------ EXTRACTED TEXT
With the Tax Stamp Dead, FPC Tells Federal Court the NFA’s Gun Registry Has to Die With It

Key Takeaways
- Firearms Policy Coalition filed a brief in Roberts v. ATF challenging the National Firearms Act (NFA).
- The plaintiffs argue the NFA is unconstitutional since Congress zeroed out taxes on certain firearms, claiming the registration scheme lacks a valid tax basis.
- The DOJ defends the NFA by linking it to a different tax but the plaintiffs counter that it’s a misinterpretation.
- The brief emphasizes that suppressors and short-barreled rifles are common arms, arguing the government cannot force registration without historical precedent.
- FPC President Brandon Combs describes the NFA as an outdated and authoritarian law lacking constitutional grounding.
Estimated reading time: 4 minutes
COVINGTON, KY — Firearms Policy Coalition is pushing a federal judge to gut the heart of the National Firearms Act, and on June 24 the group filed the brief that could decide the case.
The filing is a reply brief in Roberts v. ATF, an FPC-backed lawsuit in the U.S. District Court for the Eastern District of Kentucky. It answers the Trump Justice Department’s defense of the NFA and asks the court to rule for the plaintiffs on summary judgment, which means a decision on the law without a full trial.
The plaintiffs include T.J. Roberts, Zachary Cockrell, Meridian Ordnance, Buckeye Firearms Association, the Center for Human Liberty, Jews for the Preservation of Firearm Ownership, and the American Suppressor Association Foundation. They are represented by David Thompson, Peter Patterson, and Nicholas Varone of Cooper & Kirk.
------------
------ RECORDS FOR THIS TASK
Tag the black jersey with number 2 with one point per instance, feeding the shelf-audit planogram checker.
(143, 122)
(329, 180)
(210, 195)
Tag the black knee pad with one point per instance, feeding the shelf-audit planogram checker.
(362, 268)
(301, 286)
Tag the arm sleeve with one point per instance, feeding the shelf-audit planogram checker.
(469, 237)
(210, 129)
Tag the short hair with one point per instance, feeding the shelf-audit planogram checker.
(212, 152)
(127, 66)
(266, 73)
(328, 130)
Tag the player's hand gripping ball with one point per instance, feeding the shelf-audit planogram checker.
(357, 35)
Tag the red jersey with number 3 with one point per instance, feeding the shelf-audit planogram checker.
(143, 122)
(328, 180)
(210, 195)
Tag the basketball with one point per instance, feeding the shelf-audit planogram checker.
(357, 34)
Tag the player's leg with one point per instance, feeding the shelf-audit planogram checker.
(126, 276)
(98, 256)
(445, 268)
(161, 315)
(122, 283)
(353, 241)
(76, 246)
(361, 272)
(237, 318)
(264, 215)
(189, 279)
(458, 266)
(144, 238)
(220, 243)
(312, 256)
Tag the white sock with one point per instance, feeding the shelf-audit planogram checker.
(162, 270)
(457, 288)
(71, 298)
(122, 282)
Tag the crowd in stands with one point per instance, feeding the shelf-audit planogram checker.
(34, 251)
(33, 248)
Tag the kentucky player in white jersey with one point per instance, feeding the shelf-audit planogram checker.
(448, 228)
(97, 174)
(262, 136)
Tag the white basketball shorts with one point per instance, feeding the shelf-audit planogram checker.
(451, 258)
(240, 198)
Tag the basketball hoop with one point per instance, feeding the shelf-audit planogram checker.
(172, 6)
------------
GOAL 1 >> Copy out the full article on the challenge to the NFA word for word.
GOAL 2 >> Give again the part of the rows that opens with the line containing "Tag the basketball hoop" and closes with the last line of the rows. Include both of those lines and nothing else.

TASK RESPONSE 1 >>
With the Tax Stamp Dead, FPC Tells Federal Court the NFA’s Gun Registry Has to Die With It

Key Takeaways
- Firearms Policy Coalition filed a brief in Roberts v. ATF challenging the National Firearms Act (NFA).
- The plaintiffs argue the NFA is unconstitutional since Congress zeroed out taxes on certain firearms, claiming the registration scheme lacks a valid tax basis.
- The DOJ defends the NFA by linking it to a different tax but the plaintiffs counter that it’s a misinterpretation.
- The brief emphasizes that suppressors and short-barreled rifles are common arms, arguing the government cannot force registration without historical precedent.
- FPC President Brandon Combs describes the NFA as an outdated and authoritarian law lacking constitutional grounding.
Estimated reading time: 4 minutes
COVINGTON, KY — Firearms Policy Coalition is pushing a federal judge to gut the heart of the National Firearms Act, and on June 24 the group filed the brief that could decide the case.
The filing is a reply brief in Roberts v. ATF, an FPC-backed lawsuit in the U.S. District Court for the Eastern District of Kentucky. It answers the Trump Justice Department’s defense of the NFA and asks the court to rule for the plaintiffs on summary judgment, which means a decision on the law without a full trial.
The plaintiffs include T.J. Roberts, Zachary Cockrell, Meridian Ordnance, Buckeye Firearms Association, the Center for Human Liberty, Jews for the Preservation of Firearm Ownership, and the American Suppressor Association Foundation. They are represented by David Thompson, Peter Patterson, and Nicholas Varone of Cooper & Kirk.

TASK RESPONSE 2 >>
Tag the basketball hoop with one point per instance, feeding the shelf-audit planogram checker.
(172, 6)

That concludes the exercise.